*Task to complete*
Copy out, word for word, the whole forum thread below on why list.extend returns None in Python.

*Extract to read*

Creating a list using mutable sequence methods in Python fails - python

These work:
>>> print [1,2,3] + [4,5]
[1,2,3,4,5]
>>> 'abc'.upper()
'ABC'
This doesn't:
>>> print [1,2,3].extend([4,5])
None
Why? You can use string methods on bare strings, so why can't you use methods on bare sequence types such as lists? Even this doesn't work:
>>> print list([1,2,3]).extend([4,5])
None
N.B. For a colloquial meaning of 'work'. Of course there'll be a good reason why my expected behaviour is incorrect. I'm just curious what it is.
P.S. I've accepted soulcheck's answer below, and he is right, but on investigating how the addition operator is implemented I just found that the following works:
>>> [1,2,3].__add__([4,5])
[1, 2, 3, 4, 5]
But presumably the add method doesn't modify the underlying object and creates a new one to return, like string methods.

extend works, just doesn't return any value as it's modifying the object it works on. That's a python convention to not return any value from methods that modify the object they're called on.
Try:
a = [1,2,3]
a.extend([4,5])
print a
edit:
As for why one reason for this could be that it's sometimes ambigous what the method should return. Should list.extend return the extended list? A boolean? New list size?
Also it's an implementation of command-query separation, ie. if it returned something it would be a query and command in one and cqs says it's evil (although sometimes handy - see list.pop()).
So generally you shouldn't return anything from mutators, but as with almost everything in python it's just a guideline.
list.__add__() is the method called when you do + on lists - it returns a new list.

This is due to the design of the interface. Extend does extend the list but does not return any value.
l = [1, 2, 3]
l.extend([4, 5])
print l

Related

Should I ever return a list that was passed by reference and modified?

I have recently discovered that lists in python are automatically passed by reference (unless the notation array[:] is used). For example, these two functions do the same thing:
def foo(z):
z.append(3)
def bar(z):
z.append(3)
return z
x = [1, 2]
y = [1, 2]
foo(x)
bar(y)
print(x, y)

*Data records*

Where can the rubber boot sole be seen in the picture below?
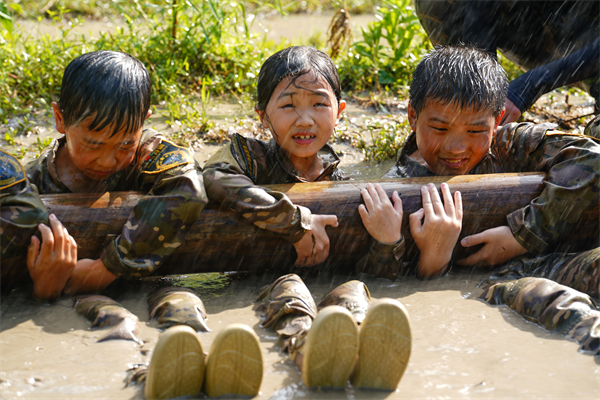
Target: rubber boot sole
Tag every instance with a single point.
(331, 349)
(235, 363)
(177, 365)
(385, 346)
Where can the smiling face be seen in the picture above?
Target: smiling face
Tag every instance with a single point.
(302, 115)
(93, 155)
(452, 141)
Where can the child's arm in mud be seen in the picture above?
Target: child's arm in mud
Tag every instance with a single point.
(227, 183)
(383, 221)
(435, 229)
(51, 264)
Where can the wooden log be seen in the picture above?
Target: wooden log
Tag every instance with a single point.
(222, 241)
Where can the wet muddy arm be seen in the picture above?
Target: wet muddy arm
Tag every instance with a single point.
(158, 224)
(571, 162)
(267, 209)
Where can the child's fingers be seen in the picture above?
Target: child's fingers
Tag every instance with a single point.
(473, 240)
(32, 253)
(436, 200)
(47, 241)
(427, 206)
(364, 214)
(448, 202)
(458, 205)
(397, 202)
(58, 231)
(414, 220)
(367, 198)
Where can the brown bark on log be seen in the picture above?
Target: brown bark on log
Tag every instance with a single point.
(222, 241)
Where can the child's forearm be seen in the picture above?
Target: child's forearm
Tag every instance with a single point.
(267, 209)
(89, 276)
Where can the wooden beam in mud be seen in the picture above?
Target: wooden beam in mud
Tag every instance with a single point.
(222, 241)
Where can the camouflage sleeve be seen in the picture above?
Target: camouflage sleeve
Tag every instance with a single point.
(161, 220)
(21, 209)
(383, 260)
(228, 183)
(571, 162)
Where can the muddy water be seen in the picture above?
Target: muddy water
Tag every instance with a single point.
(462, 347)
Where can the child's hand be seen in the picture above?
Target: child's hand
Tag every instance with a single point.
(51, 265)
(89, 276)
(500, 246)
(438, 234)
(313, 248)
(382, 219)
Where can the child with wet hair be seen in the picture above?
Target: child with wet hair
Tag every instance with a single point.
(456, 103)
(299, 102)
(104, 101)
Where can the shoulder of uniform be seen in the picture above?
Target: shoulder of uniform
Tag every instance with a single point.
(165, 156)
(11, 171)
(244, 151)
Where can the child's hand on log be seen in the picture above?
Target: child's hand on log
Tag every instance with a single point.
(313, 248)
(89, 276)
(435, 229)
(51, 264)
(381, 218)
(500, 247)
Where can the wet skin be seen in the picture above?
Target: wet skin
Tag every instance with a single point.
(451, 140)
(92, 156)
(302, 117)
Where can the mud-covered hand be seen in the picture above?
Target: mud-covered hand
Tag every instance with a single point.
(51, 264)
(89, 276)
(313, 248)
(435, 229)
(381, 218)
(499, 246)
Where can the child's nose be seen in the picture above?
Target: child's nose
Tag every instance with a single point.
(304, 118)
(107, 160)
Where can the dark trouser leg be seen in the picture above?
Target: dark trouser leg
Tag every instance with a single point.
(556, 307)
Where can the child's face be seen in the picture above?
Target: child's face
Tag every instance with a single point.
(450, 140)
(302, 117)
(96, 153)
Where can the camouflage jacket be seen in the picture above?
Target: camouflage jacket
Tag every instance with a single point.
(159, 223)
(21, 209)
(233, 176)
(572, 164)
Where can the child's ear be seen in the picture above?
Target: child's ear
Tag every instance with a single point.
(341, 107)
(261, 116)
(412, 117)
(498, 120)
(60, 122)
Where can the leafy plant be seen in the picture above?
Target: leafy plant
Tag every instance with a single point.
(389, 49)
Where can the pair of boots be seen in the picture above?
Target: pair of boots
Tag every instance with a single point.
(334, 350)
(179, 367)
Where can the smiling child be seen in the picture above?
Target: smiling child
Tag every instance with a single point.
(104, 100)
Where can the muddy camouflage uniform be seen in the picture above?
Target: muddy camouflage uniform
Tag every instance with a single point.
(553, 306)
(233, 177)
(572, 163)
(21, 210)
(160, 222)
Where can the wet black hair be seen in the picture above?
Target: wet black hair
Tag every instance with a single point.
(464, 74)
(112, 87)
(294, 62)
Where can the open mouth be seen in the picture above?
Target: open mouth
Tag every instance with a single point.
(453, 162)
(304, 138)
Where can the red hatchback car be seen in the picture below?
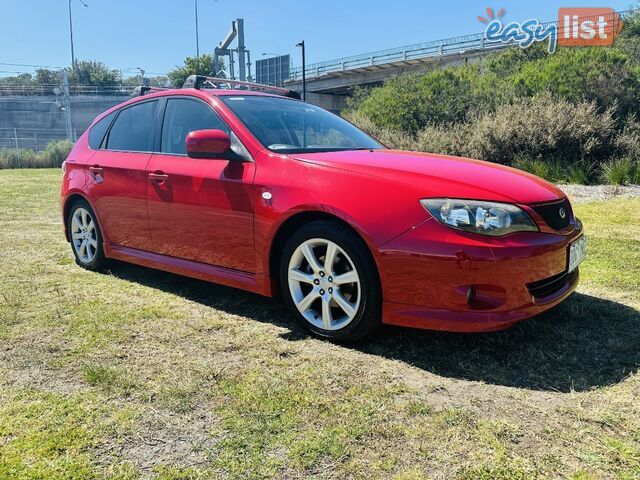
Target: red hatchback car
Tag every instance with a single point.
(270, 194)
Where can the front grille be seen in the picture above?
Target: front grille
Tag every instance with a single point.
(550, 285)
(551, 214)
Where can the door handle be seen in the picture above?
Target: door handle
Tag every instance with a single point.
(158, 177)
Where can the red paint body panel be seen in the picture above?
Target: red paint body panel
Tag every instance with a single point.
(203, 211)
(207, 218)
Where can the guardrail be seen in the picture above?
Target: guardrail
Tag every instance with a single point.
(398, 54)
(475, 42)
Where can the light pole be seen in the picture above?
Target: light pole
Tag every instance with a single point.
(73, 57)
(195, 6)
(304, 68)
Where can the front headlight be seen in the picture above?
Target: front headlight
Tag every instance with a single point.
(486, 218)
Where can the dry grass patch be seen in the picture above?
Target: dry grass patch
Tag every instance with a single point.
(133, 373)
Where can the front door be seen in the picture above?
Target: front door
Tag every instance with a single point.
(118, 176)
(199, 209)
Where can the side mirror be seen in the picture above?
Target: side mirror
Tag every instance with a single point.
(207, 144)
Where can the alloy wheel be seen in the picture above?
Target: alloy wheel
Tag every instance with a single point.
(324, 284)
(84, 236)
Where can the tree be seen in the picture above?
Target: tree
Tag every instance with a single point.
(91, 72)
(192, 66)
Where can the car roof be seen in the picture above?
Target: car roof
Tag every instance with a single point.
(213, 92)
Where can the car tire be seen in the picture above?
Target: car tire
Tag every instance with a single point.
(85, 236)
(330, 282)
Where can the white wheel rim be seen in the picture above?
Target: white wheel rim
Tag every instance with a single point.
(84, 236)
(324, 284)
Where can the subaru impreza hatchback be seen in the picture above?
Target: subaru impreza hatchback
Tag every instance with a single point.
(273, 195)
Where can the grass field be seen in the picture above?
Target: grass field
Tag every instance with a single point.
(135, 373)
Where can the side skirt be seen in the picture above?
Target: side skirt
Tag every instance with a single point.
(256, 283)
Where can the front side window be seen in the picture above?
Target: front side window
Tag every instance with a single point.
(182, 116)
(290, 126)
(133, 129)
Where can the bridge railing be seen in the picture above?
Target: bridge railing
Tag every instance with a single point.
(462, 44)
(398, 54)
(45, 90)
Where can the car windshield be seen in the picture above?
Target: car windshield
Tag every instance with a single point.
(289, 126)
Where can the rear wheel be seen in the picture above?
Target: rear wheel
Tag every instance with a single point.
(330, 283)
(86, 239)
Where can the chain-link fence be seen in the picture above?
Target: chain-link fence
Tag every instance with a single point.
(35, 139)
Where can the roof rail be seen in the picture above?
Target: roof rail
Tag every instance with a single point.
(143, 90)
(200, 81)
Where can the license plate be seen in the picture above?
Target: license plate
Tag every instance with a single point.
(577, 252)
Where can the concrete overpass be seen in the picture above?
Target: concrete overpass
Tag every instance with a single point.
(330, 83)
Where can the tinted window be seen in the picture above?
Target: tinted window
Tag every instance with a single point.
(289, 126)
(133, 129)
(183, 116)
(96, 134)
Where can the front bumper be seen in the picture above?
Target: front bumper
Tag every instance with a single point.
(437, 278)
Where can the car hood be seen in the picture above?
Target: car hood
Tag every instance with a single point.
(442, 176)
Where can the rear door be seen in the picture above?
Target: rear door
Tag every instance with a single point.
(199, 209)
(118, 175)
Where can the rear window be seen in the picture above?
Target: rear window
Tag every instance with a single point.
(98, 131)
(132, 131)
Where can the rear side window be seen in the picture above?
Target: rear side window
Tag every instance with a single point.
(133, 129)
(97, 132)
(182, 116)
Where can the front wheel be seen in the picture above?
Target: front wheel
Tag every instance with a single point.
(330, 282)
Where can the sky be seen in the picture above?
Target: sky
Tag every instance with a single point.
(158, 34)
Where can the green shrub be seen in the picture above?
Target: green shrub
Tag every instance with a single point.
(52, 156)
(55, 153)
(410, 102)
(619, 171)
(542, 128)
(538, 129)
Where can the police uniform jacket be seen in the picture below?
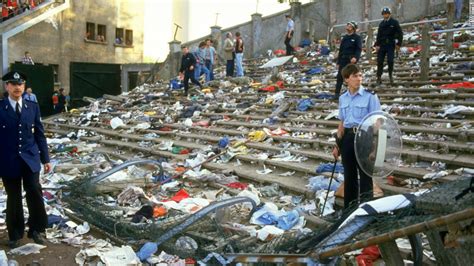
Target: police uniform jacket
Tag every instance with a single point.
(187, 61)
(388, 32)
(21, 138)
(351, 46)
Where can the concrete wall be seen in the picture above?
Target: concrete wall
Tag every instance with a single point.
(60, 40)
(316, 18)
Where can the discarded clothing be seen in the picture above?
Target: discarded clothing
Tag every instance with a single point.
(327, 167)
(304, 104)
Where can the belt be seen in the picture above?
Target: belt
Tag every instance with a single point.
(350, 130)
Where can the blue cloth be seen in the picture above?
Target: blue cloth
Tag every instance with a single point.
(147, 250)
(30, 97)
(351, 46)
(223, 142)
(267, 218)
(22, 138)
(304, 104)
(324, 95)
(458, 4)
(305, 42)
(288, 220)
(325, 50)
(327, 167)
(316, 70)
(320, 182)
(238, 65)
(55, 219)
(175, 84)
(353, 108)
(305, 79)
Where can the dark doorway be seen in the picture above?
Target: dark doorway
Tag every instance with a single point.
(93, 80)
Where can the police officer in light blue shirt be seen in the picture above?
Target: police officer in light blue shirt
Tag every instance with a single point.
(22, 151)
(354, 105)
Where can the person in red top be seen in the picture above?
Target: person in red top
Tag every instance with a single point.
(4, 12)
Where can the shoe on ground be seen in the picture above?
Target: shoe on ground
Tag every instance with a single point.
(13, 244)
(379, 81)
(37, 237)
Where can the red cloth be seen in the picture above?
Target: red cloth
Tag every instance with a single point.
(368, 256)
(464, 84)
(180, 195)
(280, 84)
(279, 52)
(184, 151)
(269, 88)
(237, 185)
(202, 123)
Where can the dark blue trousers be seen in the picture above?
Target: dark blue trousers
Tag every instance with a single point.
(37, 220)
(385, 51)
(353, 186)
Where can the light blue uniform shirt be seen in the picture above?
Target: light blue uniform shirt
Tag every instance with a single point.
(31, 97)
(353, 108)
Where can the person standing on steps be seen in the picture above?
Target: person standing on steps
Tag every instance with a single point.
(354, 105)
(22, 151)
(389, 38)
(290, 30)
(188, 62)
(349, 52)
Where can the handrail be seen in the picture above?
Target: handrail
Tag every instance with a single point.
(123, 166)
(451, 30)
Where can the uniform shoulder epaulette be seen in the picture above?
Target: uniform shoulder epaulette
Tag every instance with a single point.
(30, 101)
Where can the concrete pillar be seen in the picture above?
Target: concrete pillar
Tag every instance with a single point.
(370, 39)
(175, 55)
(425, 53)
(296, 14)
(4, 55)
(449, 35)
(216, 37)
(256, 35)
(332, 9)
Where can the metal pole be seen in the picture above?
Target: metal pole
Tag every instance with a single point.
(329, 187)
(425, 54)
(449, 35)
(410, 230)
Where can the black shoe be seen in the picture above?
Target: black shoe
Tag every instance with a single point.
(379, 81)
(13, 244)
(37, 237)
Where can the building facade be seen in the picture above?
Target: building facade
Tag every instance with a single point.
(86, 31)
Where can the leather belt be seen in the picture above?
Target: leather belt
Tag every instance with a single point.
(350, 130)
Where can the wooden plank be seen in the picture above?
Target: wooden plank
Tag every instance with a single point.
(390, 253)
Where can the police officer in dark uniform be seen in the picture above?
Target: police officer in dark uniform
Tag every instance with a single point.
(188, 62)
(354, 105)
(349, 52)
(22, 150)
(389, 38)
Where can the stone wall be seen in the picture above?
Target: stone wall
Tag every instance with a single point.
(61, 39)
(316, 18)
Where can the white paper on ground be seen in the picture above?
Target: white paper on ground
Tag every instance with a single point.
(278, 61)
(27, 249)
(120, 256)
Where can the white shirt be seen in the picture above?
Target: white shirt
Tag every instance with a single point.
(290, 26)
(13, 103)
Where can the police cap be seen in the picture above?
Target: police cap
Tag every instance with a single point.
(14, 77)
(386, 10)
(353, 24)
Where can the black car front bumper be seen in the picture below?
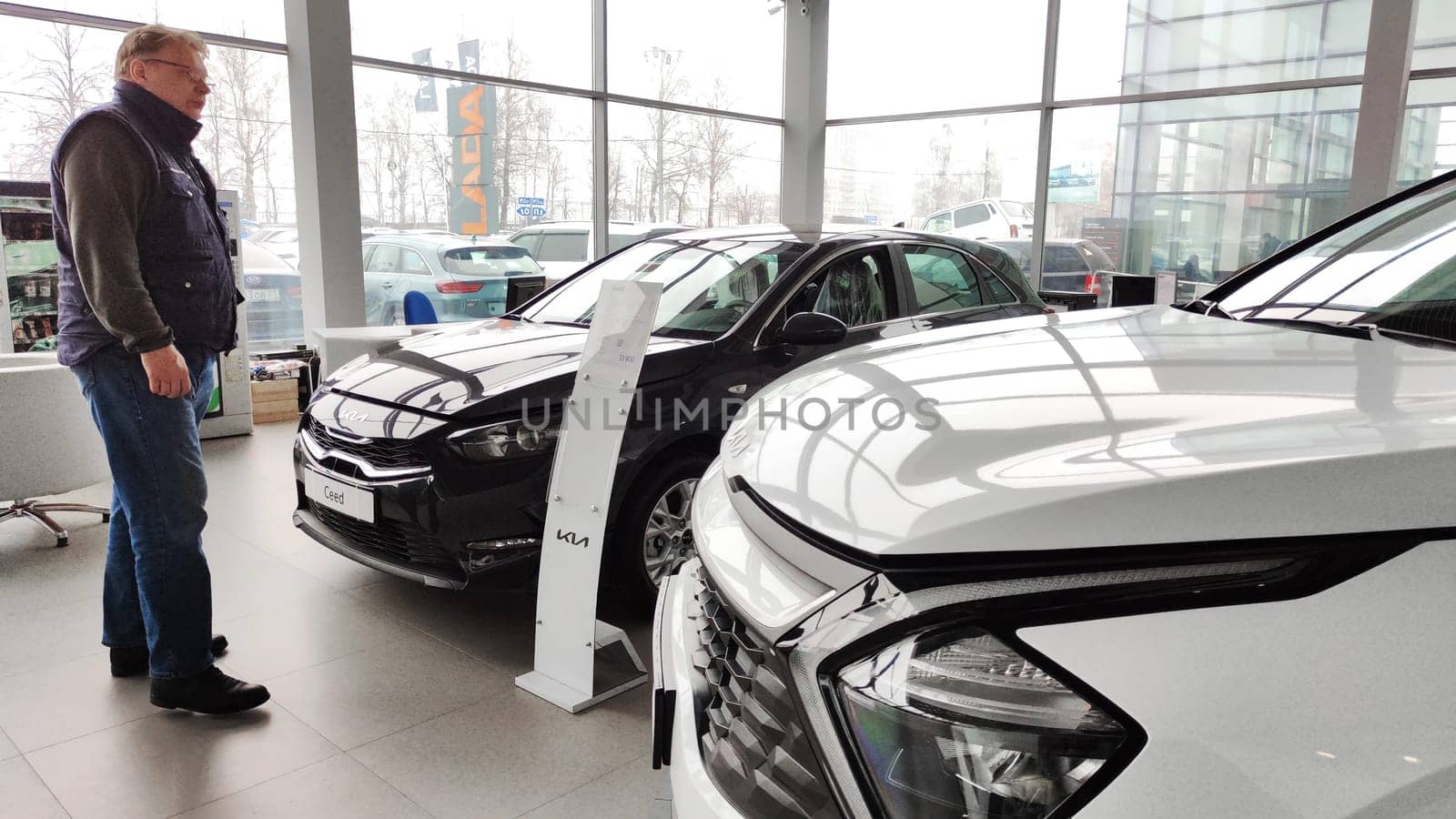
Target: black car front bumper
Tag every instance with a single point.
(421, 530)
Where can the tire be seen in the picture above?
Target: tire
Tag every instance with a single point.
(637, 566)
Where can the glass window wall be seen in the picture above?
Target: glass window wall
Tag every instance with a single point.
(255, 21)
(966, 175)
(1203, 187)
(734, 65)
(689, 169)
(545, 41)
(1125, 47)
(932, 56)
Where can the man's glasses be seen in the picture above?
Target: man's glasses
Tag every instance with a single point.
(197, 76)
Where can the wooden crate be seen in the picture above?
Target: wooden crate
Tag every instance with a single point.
(276, 401)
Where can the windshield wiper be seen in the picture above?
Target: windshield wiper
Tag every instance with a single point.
(1363, 331)
(1417, 339)
(1341, 329)
(1206, 308)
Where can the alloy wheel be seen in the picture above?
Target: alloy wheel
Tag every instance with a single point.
(669, 538)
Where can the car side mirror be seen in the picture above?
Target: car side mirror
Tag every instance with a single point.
(813, 329)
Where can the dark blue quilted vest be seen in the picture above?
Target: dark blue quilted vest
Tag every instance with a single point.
(181, 238)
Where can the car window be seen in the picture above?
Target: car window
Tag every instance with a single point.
(618, 241)
(562, 248)
(531, 241)
(1002, 268)
(497, 259)
(1063, 258)
(938, 223)
(972, 215)
(858, 288)
(1395, 268)
(1016, 208)
(412, 263)
(385, 259)
(941, 280)
(706, 285)
(1001, 293)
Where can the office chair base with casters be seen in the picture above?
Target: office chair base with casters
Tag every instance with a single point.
(36, 511)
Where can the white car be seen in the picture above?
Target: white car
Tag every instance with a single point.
(562, 248)
(1190, 561)
(982, 219)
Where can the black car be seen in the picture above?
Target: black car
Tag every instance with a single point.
(1067, 266)
(443, 443)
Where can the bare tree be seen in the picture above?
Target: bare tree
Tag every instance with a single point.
(514, 114)
(667, 153)
(63, 86)
(615, 182)
(747, 205)
(247, 92)
(720, 152)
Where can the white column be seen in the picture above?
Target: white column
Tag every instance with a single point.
(1382, 102)
(325, 159)
(805, 89)
(1048, 76)
(601, 149)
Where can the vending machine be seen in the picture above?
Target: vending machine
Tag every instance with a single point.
(230, 411)
(28, 268)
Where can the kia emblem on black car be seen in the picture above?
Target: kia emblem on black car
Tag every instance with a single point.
(455, 477)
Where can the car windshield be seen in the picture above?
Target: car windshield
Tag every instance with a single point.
(1016, 208)
(706, 285)
(490, 261)
(1395, 270)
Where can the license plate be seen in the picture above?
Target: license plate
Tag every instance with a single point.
(337, 496)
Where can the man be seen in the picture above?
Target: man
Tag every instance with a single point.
(146, 302)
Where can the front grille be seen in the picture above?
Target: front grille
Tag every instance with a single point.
(404, 542)
(753, 742)
(383, 453)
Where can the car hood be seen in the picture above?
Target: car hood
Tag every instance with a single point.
(1101, 429)
(491, 366)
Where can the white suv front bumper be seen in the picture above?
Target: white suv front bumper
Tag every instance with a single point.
(693, 792)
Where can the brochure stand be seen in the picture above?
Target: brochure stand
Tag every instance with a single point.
(581, 661)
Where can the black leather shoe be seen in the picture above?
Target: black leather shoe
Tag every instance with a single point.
(135, 662)
(207, 693)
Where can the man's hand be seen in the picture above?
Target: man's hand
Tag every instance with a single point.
(167, 372)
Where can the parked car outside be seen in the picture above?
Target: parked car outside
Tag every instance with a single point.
(1190, 561)
(283, 242)
(982, 220)
(562, 248)
(274, 292)
(444, 443)
(462, 278)
(1069, 266)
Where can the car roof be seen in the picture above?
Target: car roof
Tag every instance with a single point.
(615, 227)
(434, 241)
(830, 232)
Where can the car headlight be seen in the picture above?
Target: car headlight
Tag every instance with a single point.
(961, 724)
(504, 442)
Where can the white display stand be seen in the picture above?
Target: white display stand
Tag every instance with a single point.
(581, 661)
(233, 380)
(1165, 288)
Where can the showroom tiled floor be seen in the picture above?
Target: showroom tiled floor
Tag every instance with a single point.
(389, 698)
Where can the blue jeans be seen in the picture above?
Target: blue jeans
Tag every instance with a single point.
(157, 589)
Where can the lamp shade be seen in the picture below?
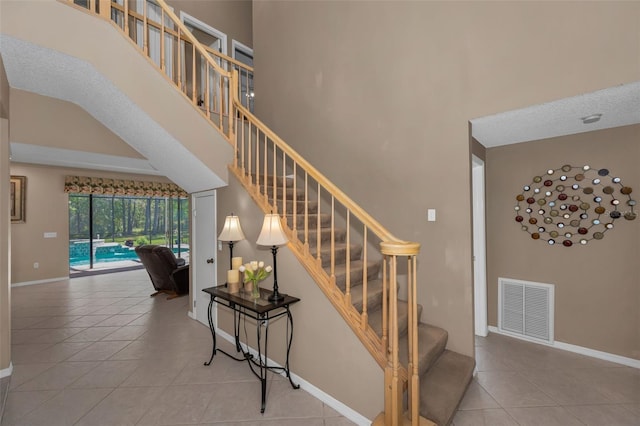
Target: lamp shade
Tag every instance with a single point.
(271, 233)
(231, 231)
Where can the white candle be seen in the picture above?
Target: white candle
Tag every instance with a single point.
(233, 276)
(236, 263)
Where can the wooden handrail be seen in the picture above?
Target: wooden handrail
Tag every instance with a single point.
(365, 217)
(252, 160)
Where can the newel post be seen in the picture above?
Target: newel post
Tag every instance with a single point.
(394, 374)
(233, 116)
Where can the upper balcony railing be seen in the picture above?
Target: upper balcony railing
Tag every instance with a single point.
(271, 170)
(200, 72)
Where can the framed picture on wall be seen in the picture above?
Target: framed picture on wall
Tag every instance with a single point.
(18, 195)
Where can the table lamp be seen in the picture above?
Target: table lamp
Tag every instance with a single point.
(273, 235)
(231, 232)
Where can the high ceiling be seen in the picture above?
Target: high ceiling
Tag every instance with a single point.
(617, 106)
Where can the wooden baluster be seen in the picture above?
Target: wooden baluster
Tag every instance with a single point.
(179, 65)
(207, 90)
(242, 168)
(414, 386)
(365, 316)
(221, 101)
(126, 18)
(105, 8)
(249, 156)
(318, 232)
(306, 212)
(145, 29)
(194, 83)
(284, 187)
(347, 260)
(274, 182)
(265, 182)
(385, 307)
(163, 66)
(332, 252)
(295, 202)
(257, 159)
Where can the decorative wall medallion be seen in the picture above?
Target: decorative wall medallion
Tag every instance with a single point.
(573, 205)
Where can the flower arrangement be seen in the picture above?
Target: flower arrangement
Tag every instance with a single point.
(255, 272)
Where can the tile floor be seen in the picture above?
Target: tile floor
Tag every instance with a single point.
(522, 383)
(97, 350)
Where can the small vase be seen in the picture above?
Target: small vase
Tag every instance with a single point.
(255, 290)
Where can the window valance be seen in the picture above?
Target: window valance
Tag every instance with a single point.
(123, 187)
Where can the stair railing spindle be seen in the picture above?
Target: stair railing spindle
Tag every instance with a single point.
(347, 260)
(306, 212)
(332, 251)
(294, 207)
(365, 316)
(265, 182)
(257, 159)
(163, 66)
(145, 29)
(275, 173)
(284, 187)
(249, 153)
(318, 231)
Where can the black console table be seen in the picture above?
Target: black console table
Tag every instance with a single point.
(263, 312)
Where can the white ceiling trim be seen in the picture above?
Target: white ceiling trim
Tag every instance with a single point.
(44, 155)
(50, 73)
(619, 106)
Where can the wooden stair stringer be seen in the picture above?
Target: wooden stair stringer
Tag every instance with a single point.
(349, 313)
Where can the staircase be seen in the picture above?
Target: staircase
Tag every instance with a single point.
(355, 261)
(444, 374)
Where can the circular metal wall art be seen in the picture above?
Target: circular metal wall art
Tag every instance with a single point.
(573, 205)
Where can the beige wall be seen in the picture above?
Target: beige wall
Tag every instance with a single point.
(5, 245)
(325, 352)
(4, 92)
(54, 119)
(5, 227)
(378, 95)
(232, 17)
(597, 286)
(47, 211)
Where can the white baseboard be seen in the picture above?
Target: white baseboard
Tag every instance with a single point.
(346, 411)
(629, 362)
(48, 280)
(6, 372)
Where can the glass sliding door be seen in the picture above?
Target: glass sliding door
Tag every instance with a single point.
(105, 229)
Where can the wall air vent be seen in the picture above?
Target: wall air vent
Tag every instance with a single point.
(525, 309)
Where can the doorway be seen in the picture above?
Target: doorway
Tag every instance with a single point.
(244, 54)
(479, 247)
(203, 253)
(213, 39)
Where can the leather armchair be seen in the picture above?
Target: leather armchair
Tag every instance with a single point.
(168, 274)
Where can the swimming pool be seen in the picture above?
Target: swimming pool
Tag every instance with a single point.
(111, 253)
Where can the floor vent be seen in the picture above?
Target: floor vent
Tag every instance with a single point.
(525, 309)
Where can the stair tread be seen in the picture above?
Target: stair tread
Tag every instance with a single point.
(375, 319)
(355, 272)
(374, 296)
(432, 341)
(443, 386)
(355, 251)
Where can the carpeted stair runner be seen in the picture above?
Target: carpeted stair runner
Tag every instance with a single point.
(444, 374)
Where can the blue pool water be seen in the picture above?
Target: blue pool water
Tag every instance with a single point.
(108, 253)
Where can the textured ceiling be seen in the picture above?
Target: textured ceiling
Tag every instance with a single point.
(619, 106)
(50, 73)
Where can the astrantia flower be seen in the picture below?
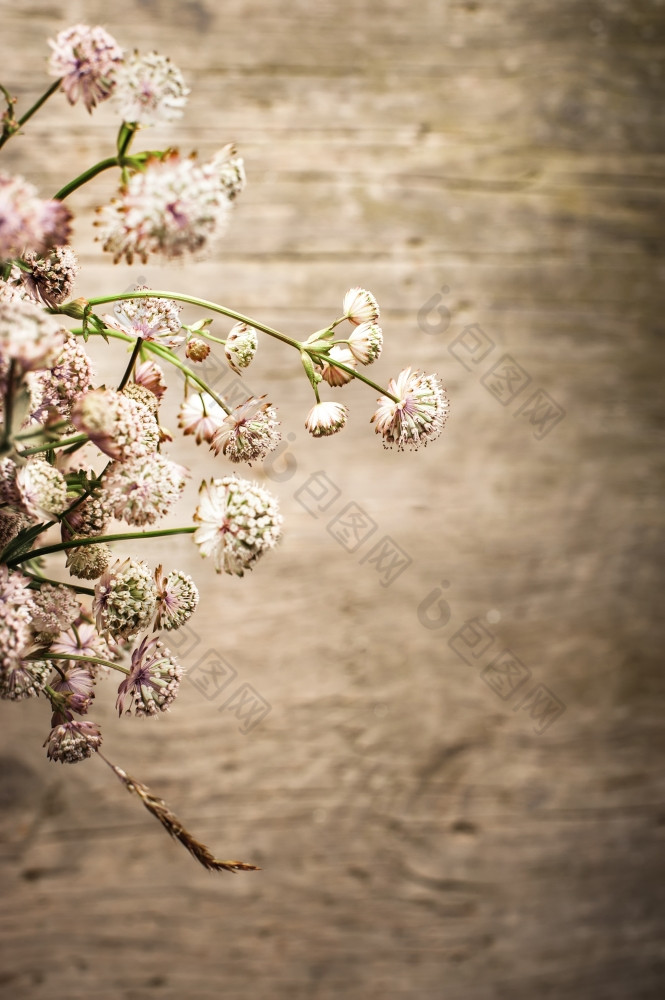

*Task response*
Creating a list using mutable sequence methods in Python fails - python

These work:
>>> print [1,2,3] + [4,5]
[1,2,3,4,5]
>>> 'abc'.upper()
'ABC'
This doesn't:
>>> print [1,2,3].extend([4,5])
None
Why? You can use string methods on bare strings, so why can't you use methods on bare sequence types such as lists? Even this doesn't work:
>>> print list([1,2,3]).extend([4,5])
None
N.B. For a colloquial meaning of 'work'. Of course there'll be a good reason why my expected behaviour is incorrect. I'm just curious what it is.
P.S. I've accepted soulcheck's answer below, and he is right, but on investigating how the addition operator is implemented I just found that the following works:
>>> [1,2,3].__add__([4,5])
[1, 2, 3, 4, 5]
But presumably the add method doesn't modify the underlying object and creates a new one to return, like string methods.

extend works, just doesn't return any value as it's modifying the object it works on. That's a python convention to not return any value from methods that modify the object they're called on.
Try:
a = [1,2,3]
a.extend([4,5])
print a
edit:
As for why one reason for this could be that it's sometimes ambigous what the method should return. Should list.extend return the extended list? A boolean? New list size?
Also it's an implementation of command-query separation, ie. if it returned something it would be a query and command in one and cqs says it's evil (although sometimes handy - see list.pop()).
So generally you shouldn't return anything from mutators, but as with almost everything in python it's just a guideline.
list.__add__() is the method called when you do + on lists - it returns a new list.

This is due to the design of the interface. Extend does extend the list but does not return any value.
l = [1, 2, 3]
l.extend([4, 5])
print l

Related

Should I ever return a list that was passed by reference and modified?

I have recently discovered that lists in python are automatically passed by reference (unless the notation array[:] is used). For example, these two functions do the same thing:
def foo(z):
z.append(3)
def bar(z):
z.append(3)
return z
x = [1, 2]
y = [1, 2]
foo(x)
bar(y)
print(x, y)